- **Selection**:
+===+
Bookmark and Share

Notice: On April 23, 2014, Statalist moved from an email list to a forum, based at statalist.org.


[Date Prev][Date Next][Thread Prev][Thread Next][Date Index][Thread Index]

Re: st: imputing dates into a string date


From   Nick Cox <[email protected]>
To   "[email protected]" <[email protected]>
Subject   Re: st: imputing dates into a string date
Date   Fri, 7 Jun 2013 12:46:30 +0100

Interesting. Clearly this doesn't work; I spent a few minutes trying
to work out exactly why, and failed abysmally.

replace dx_clean = "1" + dx_clean if substr(dx_clean, 1, 1) == "/"

may be a good start.

However, Steve Samuels and I discussed exactly this problem in

SJ-12-1 dm0062  . . . . . . . . . Stata tip 105: Daily dates with missing days
        . . . . . . . . . . . . . . . . . . . . .  S. J. Samuels and N. J. Cox
        Q1/12   SJ 12(1):159--161                                (no commands)
        presents strategies for dealing with daily dates where
        some observations only provide the month and year

Imputing with the  first of the month biases any differences between
two dates, which are likely to be too long or too short, depending on
which comes first. We had better suggestions.

Nick
[email protected]


On 7 June 2013 12:14, Tim Evans <[email protected]> wrote:
> Hi all,
>
> Some time ago I had a problem with imputing dates into a string variable where the date took the form:
>
> XX/01/2012
>
> In the thread below a solution was provided which worked great, however, I now have data takes the form:
>
> /01/2012
>
> To this, I would like to impute a day of "1", but having tried to amend the original code below
>
> g dx_clean = subinstr(dx, "XX", "01", 1)
>
> to
>
> g dx_clean = subinstr(dx, "", "01", 1)
>
> The result is that I return the same value i.e.
> XX/01/2012
>
> Does anyone have a suggestion of how I can handle this please?
>
> Best wishes
>
> Tim
>
>
>
> -----Original Message-----
> From: [email protected] [mailto:[email protected]] On Behalf Of Nick Cox
> Sent: 07 June 2012 17:01
> To: [email protected]
> Subject: Re: st: imputing dates into a string date
>
> -subinstr()- is just acting as instructed, replacing the first occurrence of "xx". It's completely indifferent where that occurs if it's not constrained, e.g. by
>
> ... if substr(var1, 1, 2) == "xx"
>
> Nick
>
> On 7 Jun 2012, at 16:01, Tim Evans <[email protected]> wrote:
>
>> Perhaps I am missing something here.
+===+
Annotation records:
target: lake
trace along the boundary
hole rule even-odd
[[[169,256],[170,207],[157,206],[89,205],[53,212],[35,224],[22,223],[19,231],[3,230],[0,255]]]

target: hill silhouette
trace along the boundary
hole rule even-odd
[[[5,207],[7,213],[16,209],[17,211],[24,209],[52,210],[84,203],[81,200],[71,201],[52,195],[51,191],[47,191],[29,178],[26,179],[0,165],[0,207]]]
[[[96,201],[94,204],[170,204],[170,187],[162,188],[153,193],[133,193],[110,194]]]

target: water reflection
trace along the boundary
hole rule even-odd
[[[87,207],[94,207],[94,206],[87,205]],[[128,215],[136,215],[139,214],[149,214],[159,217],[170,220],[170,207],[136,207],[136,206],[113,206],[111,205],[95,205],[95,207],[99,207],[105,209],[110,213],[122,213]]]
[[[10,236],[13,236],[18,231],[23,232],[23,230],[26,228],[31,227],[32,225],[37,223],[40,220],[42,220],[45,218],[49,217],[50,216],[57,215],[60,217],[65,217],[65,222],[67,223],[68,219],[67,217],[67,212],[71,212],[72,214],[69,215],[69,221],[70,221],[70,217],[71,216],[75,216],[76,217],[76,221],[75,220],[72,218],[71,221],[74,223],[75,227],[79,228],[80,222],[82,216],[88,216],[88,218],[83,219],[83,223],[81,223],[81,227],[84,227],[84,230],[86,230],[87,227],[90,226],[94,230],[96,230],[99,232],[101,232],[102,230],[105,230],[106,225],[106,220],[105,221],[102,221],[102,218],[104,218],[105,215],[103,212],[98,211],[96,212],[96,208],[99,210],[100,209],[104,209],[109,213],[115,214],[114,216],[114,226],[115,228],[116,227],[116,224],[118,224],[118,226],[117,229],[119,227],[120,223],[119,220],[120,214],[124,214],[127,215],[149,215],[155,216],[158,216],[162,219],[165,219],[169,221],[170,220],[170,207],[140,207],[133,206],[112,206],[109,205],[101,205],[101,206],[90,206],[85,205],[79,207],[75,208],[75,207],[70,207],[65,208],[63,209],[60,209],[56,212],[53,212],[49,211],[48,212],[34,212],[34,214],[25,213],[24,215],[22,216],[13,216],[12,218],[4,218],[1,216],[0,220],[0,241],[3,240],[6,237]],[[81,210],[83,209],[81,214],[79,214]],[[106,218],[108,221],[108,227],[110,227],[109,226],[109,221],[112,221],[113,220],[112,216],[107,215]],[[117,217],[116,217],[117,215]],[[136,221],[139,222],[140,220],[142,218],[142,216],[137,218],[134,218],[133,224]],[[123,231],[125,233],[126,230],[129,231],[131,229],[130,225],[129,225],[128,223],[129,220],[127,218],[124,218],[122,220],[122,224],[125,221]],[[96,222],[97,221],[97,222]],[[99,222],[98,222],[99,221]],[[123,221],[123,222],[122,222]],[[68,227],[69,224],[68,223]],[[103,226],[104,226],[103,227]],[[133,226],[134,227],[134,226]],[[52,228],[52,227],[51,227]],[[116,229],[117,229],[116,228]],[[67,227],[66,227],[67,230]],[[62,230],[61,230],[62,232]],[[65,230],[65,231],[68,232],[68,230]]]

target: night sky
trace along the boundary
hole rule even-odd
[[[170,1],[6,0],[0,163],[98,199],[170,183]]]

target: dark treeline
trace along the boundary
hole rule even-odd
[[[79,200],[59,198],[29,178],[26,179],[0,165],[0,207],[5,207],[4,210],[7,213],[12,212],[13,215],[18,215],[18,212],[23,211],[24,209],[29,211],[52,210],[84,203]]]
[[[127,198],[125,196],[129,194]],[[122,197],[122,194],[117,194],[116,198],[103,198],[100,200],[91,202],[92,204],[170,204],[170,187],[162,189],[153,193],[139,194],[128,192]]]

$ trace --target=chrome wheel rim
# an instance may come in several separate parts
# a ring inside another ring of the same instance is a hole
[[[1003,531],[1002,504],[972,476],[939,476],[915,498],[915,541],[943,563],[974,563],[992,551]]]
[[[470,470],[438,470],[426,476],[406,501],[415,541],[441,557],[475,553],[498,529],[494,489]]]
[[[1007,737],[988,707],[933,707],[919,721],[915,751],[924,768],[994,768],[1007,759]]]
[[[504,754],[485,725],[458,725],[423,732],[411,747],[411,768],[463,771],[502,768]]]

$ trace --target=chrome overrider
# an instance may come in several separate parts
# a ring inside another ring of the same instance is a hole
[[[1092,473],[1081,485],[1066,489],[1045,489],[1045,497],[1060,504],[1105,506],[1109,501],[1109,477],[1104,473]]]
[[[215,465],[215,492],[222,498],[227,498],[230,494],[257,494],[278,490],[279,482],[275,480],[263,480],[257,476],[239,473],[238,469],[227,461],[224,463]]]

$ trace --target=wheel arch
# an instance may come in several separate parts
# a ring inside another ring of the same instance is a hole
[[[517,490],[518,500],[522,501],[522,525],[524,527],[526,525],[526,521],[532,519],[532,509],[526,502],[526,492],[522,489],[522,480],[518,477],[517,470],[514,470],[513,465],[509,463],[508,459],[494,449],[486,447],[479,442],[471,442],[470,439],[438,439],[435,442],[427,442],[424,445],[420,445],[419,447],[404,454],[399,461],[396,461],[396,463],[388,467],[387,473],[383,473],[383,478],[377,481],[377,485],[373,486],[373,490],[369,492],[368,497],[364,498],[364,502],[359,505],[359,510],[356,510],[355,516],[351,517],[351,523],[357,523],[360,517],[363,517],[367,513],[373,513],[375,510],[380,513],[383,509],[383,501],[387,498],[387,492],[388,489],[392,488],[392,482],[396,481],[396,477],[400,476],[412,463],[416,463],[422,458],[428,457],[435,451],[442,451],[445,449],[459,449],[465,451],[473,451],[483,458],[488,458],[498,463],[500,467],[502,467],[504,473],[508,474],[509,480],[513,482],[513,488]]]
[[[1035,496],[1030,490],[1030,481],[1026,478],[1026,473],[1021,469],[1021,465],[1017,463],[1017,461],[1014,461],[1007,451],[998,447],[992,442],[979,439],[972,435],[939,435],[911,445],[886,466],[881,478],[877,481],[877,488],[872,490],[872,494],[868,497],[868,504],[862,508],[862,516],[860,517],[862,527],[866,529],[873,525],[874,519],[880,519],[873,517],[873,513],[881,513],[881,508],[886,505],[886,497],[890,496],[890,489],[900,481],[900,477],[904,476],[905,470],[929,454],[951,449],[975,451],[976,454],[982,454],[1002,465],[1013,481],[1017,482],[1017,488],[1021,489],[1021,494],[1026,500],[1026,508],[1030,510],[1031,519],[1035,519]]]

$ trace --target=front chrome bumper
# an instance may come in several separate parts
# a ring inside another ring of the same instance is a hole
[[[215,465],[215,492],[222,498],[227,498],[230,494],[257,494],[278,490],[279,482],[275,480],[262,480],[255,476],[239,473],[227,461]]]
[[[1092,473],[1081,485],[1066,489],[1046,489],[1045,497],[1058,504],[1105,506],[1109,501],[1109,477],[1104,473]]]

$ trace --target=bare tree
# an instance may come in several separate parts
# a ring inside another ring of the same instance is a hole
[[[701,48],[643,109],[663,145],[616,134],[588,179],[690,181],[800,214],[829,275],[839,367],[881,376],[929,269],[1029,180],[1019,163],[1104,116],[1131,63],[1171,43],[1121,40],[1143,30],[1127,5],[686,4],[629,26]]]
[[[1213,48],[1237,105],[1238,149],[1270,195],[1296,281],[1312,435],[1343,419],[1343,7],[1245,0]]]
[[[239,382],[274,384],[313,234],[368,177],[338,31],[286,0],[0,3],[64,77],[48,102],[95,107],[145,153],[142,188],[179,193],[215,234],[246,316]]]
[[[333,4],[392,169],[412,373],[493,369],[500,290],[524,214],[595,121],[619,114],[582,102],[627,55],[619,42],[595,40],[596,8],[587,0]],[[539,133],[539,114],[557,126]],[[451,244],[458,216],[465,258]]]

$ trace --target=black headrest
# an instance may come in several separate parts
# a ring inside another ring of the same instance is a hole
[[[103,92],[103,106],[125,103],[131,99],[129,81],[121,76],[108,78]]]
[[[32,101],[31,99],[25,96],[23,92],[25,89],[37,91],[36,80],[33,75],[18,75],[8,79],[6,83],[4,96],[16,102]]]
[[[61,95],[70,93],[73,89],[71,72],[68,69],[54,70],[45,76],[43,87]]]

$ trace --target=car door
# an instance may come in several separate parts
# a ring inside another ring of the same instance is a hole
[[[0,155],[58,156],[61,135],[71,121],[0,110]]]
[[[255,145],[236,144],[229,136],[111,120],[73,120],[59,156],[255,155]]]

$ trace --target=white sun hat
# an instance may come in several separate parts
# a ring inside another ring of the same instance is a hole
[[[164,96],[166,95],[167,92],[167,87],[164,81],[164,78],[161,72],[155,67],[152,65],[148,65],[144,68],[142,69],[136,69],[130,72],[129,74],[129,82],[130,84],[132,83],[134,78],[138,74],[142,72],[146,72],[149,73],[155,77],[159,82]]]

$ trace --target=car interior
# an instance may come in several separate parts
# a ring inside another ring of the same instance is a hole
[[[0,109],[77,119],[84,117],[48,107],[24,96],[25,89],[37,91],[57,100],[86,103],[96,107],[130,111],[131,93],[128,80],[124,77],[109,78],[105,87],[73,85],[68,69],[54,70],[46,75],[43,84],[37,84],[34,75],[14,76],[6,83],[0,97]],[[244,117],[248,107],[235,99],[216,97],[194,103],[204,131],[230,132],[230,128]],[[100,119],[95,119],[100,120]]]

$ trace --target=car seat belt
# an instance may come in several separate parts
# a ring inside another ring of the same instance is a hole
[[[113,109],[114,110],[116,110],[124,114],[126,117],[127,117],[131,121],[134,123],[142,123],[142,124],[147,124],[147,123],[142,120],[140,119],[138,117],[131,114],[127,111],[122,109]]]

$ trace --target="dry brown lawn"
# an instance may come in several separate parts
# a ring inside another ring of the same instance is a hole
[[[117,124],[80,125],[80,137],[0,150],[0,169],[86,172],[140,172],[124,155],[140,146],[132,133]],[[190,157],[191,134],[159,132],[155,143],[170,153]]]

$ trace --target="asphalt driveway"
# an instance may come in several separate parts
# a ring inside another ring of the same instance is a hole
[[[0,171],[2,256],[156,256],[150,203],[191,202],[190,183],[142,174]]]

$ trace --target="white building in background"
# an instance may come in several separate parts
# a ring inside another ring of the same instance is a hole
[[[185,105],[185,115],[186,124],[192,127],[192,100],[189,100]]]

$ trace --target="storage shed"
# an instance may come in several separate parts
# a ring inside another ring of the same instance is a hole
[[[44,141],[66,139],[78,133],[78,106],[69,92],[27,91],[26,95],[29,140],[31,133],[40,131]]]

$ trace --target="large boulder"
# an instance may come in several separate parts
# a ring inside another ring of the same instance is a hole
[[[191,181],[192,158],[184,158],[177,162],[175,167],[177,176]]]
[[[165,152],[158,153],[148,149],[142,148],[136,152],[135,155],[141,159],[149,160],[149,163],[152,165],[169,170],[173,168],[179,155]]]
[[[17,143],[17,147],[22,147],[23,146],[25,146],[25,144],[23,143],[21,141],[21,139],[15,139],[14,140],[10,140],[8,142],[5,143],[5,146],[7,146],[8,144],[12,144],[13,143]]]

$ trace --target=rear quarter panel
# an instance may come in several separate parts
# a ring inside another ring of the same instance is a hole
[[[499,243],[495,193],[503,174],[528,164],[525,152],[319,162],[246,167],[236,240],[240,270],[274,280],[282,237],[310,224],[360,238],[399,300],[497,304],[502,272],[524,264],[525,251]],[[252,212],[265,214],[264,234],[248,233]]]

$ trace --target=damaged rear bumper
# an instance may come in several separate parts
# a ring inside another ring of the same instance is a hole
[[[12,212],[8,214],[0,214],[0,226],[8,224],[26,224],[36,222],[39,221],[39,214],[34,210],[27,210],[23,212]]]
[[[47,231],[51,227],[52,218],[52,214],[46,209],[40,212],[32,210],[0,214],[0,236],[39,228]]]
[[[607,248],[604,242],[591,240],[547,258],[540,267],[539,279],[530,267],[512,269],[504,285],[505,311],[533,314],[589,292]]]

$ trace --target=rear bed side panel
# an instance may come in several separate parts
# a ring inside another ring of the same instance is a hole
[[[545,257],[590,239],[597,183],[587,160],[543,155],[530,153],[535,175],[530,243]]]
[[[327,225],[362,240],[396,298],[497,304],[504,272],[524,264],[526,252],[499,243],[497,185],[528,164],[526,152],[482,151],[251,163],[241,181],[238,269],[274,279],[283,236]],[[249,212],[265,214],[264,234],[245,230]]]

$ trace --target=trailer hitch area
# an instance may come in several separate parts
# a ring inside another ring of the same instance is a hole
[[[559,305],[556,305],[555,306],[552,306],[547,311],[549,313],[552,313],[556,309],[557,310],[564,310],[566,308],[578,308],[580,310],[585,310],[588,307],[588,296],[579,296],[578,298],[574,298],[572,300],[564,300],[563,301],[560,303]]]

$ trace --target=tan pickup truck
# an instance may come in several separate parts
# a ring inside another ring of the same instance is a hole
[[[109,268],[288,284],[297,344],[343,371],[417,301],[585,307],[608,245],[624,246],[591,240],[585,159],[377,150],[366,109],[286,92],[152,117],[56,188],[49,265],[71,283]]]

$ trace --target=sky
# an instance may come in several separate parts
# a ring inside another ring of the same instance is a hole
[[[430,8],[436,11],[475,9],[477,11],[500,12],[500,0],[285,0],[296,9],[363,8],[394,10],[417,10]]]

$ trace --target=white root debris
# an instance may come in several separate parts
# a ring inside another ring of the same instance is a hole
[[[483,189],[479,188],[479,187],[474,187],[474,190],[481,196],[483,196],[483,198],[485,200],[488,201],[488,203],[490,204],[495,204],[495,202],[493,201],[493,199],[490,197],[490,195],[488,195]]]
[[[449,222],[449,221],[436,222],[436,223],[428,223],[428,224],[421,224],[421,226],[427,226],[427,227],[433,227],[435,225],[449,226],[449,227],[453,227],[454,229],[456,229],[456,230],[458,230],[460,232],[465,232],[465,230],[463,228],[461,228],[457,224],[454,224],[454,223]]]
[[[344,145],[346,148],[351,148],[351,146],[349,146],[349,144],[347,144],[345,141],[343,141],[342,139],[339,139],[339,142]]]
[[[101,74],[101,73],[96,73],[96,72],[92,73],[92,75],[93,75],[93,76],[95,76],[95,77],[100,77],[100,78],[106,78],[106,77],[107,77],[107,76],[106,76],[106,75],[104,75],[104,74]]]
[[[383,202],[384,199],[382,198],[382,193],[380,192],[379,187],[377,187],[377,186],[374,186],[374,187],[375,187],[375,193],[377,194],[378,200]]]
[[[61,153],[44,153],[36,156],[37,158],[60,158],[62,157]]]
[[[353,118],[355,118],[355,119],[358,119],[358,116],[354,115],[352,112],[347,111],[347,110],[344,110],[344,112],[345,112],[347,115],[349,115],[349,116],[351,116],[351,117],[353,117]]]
+===+
- **Tasks to carry out**:
**A.** Name every person mentioned in the Statalist thread.
**B.** Identify each line of the records that contains the string "panel", matching case exactly, and copy those lines.

- **Responses by task**:
**A.** Nick Cox, Tim Evans, and Steve Samuels.

**B.**
$ trace --target=rear quarter panel
$ trace --target=rear bed side panel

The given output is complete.